INSTRUCTION 1 => Update the Apache video game text, starting with "Apache is a" and going on through "and meteorological data.", with "campaign mode" swapped for "career mode" throughout.

____ DOCUMENT

- Developer: Digital Integration
- Publisher: Digital Integration
- Platforms: DOS, Windows, Macintosh
- Release: September 22, 1995
- Genre: Combat flight simulation
- Modes: Single-player, multiplayer

= Apache (video game) =

1995 video game

Apache is a video game released by Digital Integration in 1995 for DOS and Macintosh. The game is a combat flight simulation of the American AH-64D Apache Longbow helicopter. A successor, Hind, was released in 1996.

==Gameplay==
In campaign mode, the player can choose which 3 areas to enter in a tour of duty. The campaign mode also plays video clips and has a briefing before any mission. The player is given a choice of ordnance, and is able to zoom in on the mission map, giving them a satellite view of the area or target and meteorological data.

________

INSTRUCTION 2 => Pick out every line of the rows below that contains the string "storage", matching case exactly.

____ INFORMATION GIVEN

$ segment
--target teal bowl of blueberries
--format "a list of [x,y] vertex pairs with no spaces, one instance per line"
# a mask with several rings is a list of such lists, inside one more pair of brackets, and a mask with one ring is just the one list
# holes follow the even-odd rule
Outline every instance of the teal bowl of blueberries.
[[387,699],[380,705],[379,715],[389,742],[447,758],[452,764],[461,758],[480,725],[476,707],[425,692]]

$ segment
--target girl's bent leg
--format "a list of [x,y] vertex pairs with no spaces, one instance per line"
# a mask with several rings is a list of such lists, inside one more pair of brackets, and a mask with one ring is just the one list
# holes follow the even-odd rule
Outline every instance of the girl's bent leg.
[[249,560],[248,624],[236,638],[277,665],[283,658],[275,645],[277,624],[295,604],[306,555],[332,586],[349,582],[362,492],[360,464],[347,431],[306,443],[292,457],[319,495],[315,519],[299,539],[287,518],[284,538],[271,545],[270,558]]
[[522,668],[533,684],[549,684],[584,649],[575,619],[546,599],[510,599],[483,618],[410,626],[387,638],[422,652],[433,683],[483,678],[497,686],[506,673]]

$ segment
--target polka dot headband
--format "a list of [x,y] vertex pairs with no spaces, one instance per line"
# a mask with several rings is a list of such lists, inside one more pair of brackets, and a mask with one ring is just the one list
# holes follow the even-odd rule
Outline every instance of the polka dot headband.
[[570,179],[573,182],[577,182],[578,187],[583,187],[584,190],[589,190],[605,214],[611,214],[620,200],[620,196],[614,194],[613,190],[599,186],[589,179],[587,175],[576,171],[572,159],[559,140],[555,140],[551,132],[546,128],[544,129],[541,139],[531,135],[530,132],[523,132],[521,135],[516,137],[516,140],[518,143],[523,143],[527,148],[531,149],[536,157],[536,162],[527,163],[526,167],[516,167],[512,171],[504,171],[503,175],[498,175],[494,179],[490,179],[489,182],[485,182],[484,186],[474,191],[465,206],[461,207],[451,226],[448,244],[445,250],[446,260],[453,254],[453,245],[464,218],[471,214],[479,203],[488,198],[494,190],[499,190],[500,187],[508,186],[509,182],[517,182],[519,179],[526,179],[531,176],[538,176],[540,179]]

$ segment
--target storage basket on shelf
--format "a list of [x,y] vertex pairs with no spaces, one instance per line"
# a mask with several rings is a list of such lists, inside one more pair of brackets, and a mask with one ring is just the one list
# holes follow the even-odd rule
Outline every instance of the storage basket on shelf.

________

CORRECT RESPONSE 1 =>
Apache is a video game released by Digital Integration in 1995 for DOS and Macintosh. The game is a combat flight simulation of the American AH-64D Apache Longbow helicopter. A successor, Hind, was released in 1996.

==Gameplay==
In career mode, the player can choose which 3 areas to enter in a tour of duty. The career mode also plays video clips and has a briefing before any mission. The player is given a choice of ordnance, and is able to zoom in on the mission map, giving them a satellite view of the area or target and meteorological data.

CORRECT RESPONSE 2 =>
--target storage basket on shelf
Outline every instance of the storage basket on shelf.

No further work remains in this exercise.